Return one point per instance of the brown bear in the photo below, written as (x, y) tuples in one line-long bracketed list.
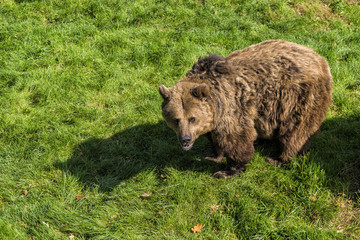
[(274, 89)]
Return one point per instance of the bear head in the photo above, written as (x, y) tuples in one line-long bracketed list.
[(187, 111)]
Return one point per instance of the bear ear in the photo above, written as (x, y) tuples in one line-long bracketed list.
[(202, 91), (164, 92)]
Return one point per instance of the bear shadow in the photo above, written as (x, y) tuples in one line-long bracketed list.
[(337, 150), (104, 163)]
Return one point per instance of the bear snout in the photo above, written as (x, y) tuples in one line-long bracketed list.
[(186, 142)]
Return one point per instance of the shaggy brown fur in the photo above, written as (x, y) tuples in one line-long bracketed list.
[(274, 89)]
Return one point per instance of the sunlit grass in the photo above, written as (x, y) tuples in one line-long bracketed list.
[(82, 137)]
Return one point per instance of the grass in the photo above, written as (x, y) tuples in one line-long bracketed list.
[(82, 137)]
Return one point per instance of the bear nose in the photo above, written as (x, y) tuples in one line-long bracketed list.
[(185, 139)]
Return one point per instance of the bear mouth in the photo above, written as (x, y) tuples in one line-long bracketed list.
[(187, 146)]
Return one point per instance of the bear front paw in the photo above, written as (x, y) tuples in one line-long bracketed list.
[(275, 162), (226, 174), (214, 158)]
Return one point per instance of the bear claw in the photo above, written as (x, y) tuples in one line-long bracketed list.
[(274, 162), (214, 158)]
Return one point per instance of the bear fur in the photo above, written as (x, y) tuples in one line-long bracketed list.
[(272, 90)]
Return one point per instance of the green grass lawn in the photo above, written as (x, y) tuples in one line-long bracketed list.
[(85, 153)]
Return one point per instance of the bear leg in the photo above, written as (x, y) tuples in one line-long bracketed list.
[(296, 142)]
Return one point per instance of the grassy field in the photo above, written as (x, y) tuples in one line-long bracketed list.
[(85, 153)]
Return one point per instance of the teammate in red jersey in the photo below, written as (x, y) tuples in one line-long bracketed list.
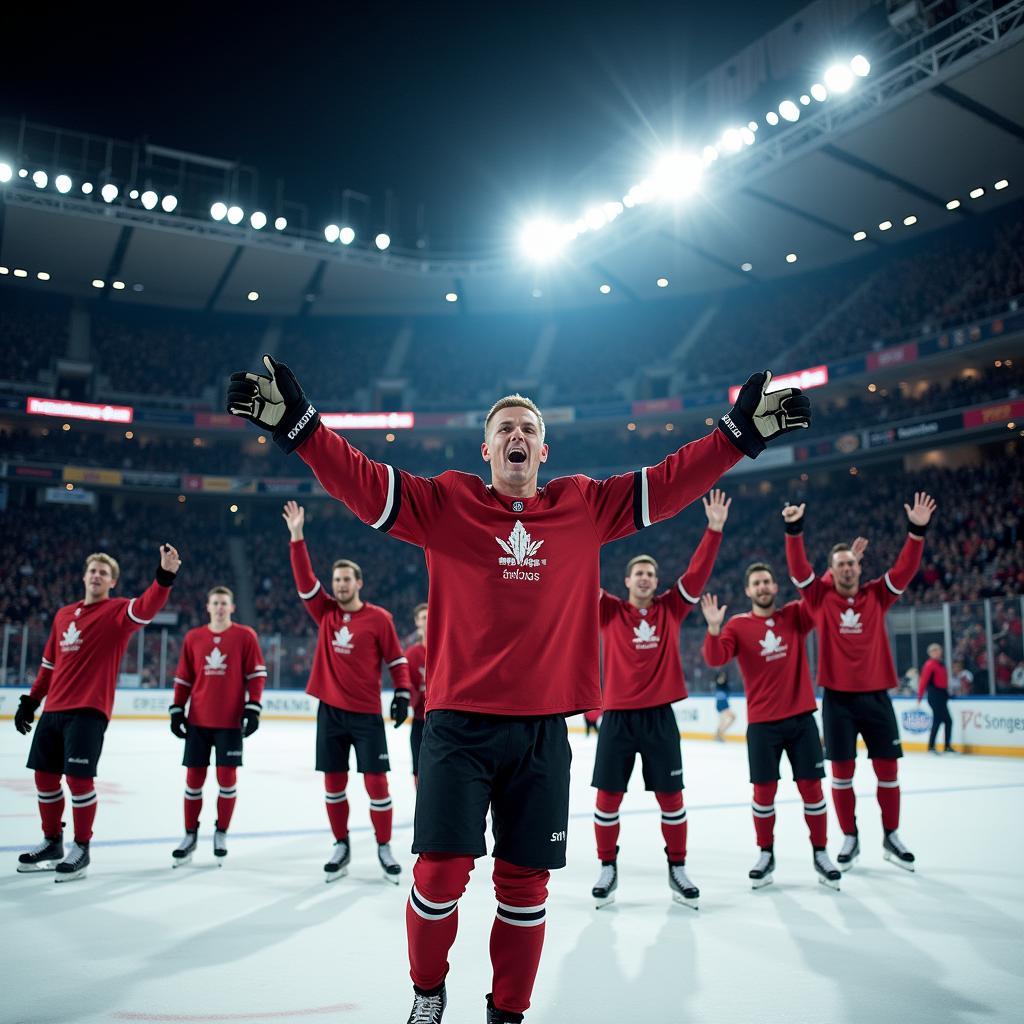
[(353, 637), (511, 642), (220, 674), (417, 654), (77, 677), (855, 669), (643, 677), (780, 705)]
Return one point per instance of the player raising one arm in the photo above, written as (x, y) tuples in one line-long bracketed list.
[(220, 674), (643, 676), (769, 643), (512, 642), (855, 669), (78, 676), (353, 637)]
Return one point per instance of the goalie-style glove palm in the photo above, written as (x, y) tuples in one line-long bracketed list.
[(275, 403), (758, 417)]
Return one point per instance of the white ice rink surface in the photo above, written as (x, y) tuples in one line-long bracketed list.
[(264, 939)]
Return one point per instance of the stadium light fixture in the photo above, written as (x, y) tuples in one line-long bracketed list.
[(788, 111)]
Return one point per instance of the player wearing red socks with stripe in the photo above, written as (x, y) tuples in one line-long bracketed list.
[(643, 677), (780, 705), (512, 642), (220, 675), (353, 638), (855, 669), (78, 677)]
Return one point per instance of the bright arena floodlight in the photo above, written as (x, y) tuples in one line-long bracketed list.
[(860, 66), (839, 78), (788, 110)]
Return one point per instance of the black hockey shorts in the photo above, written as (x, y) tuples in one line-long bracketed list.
[(338, 731), (68, 742), (518, 767), (845, 715), (797, 736), (415, 741), (201, 739), (651, 732)]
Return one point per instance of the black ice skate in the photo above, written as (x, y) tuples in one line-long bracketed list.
[(604, 890), (496, 1016), (181, 854), (337, 866), (44, 856), (849, 853), (894, 851), (390, 866), (761, 873), (219, 843), (428, 1007), (683, 891), (828, 873), (74, 864)]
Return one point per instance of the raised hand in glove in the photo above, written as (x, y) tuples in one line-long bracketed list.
[(758, 417), (399, 707), (275, 403)]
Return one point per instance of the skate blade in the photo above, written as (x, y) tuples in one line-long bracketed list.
[(893, 859)]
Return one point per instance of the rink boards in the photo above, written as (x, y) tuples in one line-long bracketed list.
##########
DIRECTIVE:
Please copy all of the records above word for word, leaving out the pictures.

ANSWER TO THIS TASK:
Return one point per instance of the brown bear in the photo below, written as (x, y) tuples in one line-long bracketed list.
[(274, 89)]
Return one point per instance of the bear head in the photo above, written as (x, y) tuples in one line-long bracketed list.
[(187, 111)]
Return one point per instance of the bear ear in the photo above, written as (x, y) tuples in one line-long bracketed list.
[(202, 91), (164, 92)]
Return one point per instance of the bear shadow in the photo above, written as (x, y) tuples in one line-long bracketed list.
[(337, 150), (104, 163)]
Return one point per instance of the bear snout in the photo above, written as (x, y) tuples in one line-long bracketed list.
[(186, 142)]
Return one point per instance of the shaggy brown fur in the photo above, written as (x, y) tuples in one line-long bracketed list.
[(274, 89)]
Return one point per instance of the sunlit grass in the photo above, written as (x, y) tuples in one line-long bracketed list.
[(82, 137)]
Return one point per instance of the grass in the photo above, written as (x, y) tuples in one line-long bracketed list.
[(82, 137)]
Return one point per instance of the bear nose in the photo above, written as (x, y) tuples in one line-long bracketed list.
[(185, 139)]
Return one point per instance of the bear mouth in the photo above, written as (x, y) tuples in one line-long bracketed list.
[(187, 146)]
Return one point per instance of the bear front paw in the photo above, written as (x, y) tuples in one line-long bracketed list.
[(275, 162), (226, 174), (214, 158)]
Return one point per instance of the bear claw in the photo above, written as (x, y) tuples in one line-long bracketed list.
[(274, 162), (214, 158)]
Return one point per instance of the bear fur in the photo above, written as (x, y) tuples in one line-long bracketed list.
[(272, 90)]
Return one point per instance of the green grass lawn in the photo above, written as (x, y) tuples in one line-long bracketed list.
[(85, 153)]
Return one point per instance of the bear leg in the photo above, written as (x, y) tuples in one line-long bracketed list.
[(296, 142)]
Return one point per instance of the grassy field in the photo above, written as (x, y) tuples in one line-long bracketed list.
[(85, 153)]
Return one point per instance of the teammate in red jersey in the photo below, written as (x, y) tuples in one line-long bracketed list.
[(353, 637), (511, 642), (220, 674), (417, 654), (77, 677), (855, 669), (643, 677), (780, 705)]
Return one point per instance of the player raising one arm in the photo above, written as (x, y) tuples in one line-long bracketed list.
[(220, 674), (643, 676), (769, 643), (512, 642), (855, 669), (78, 676), (353, 637)]
Return one point per instance of the goalie-style glove palm in the photo above, written as (x, y) tuples in one line-long bracketed list.
[(275, 403), (758, 417)]
Return one point per instance of the white ice rink surface in the photo above, written as (x, y) tuples in one line-long bracketed list.
[(264, 939)]
Return one point per instance of the stadium light fixture in the photo above, written as (x, y) tuples in one line-long bracketed list.
[(788, 111)]
Return one point per instance of the player wearing red socks with stripe in the photo above, written as (x, y) tuples in one line-long bracketed list.
[(643, 677), (780, 705), (512, 642), (220, 675), (353, 638), (855, 669), (78, 677)]
Return one point per instance of the bright arena floodlight in the photo above, written as (x, y) tuples in one line-long bracketed list.
[(860, 66), (839, 78), (788, 110)]
Return one point per instance of the black hockey shorts in the photo above, written as (x, y) tuples in one line-long bracketed list.
[(338, 731), (68, 742), (518, 767), (845, 715), (797, 736), (415, 741), (201, 739), (651, 732)]
Return one point per instance of the black ice skate in the photo above, written as (x, y) tuples in one line-long bracketed list.
[(604, 890), (496, 1016), (181, 854), (337, 866), (44, 856), (849, 853), (894, 851), (390, 866), (761, 873), (219, 843), (428, 1007), (683, 891), (828, 873), (74, 864)]
Return one point per instance of the raised hand in glove in the photo above, written as (x, y) tuples in one line-long bracketed list.
[(758, 417), (399, 707), (275, 403)]
Return one point per instance of the skate blade in the photo above, written as (x, y) tuples in one line-long bracketed list.
[(893, 859)]
Return one point per instance of the rink boards in the photo above, written as (x, y) tuples in one line-long bracketed list.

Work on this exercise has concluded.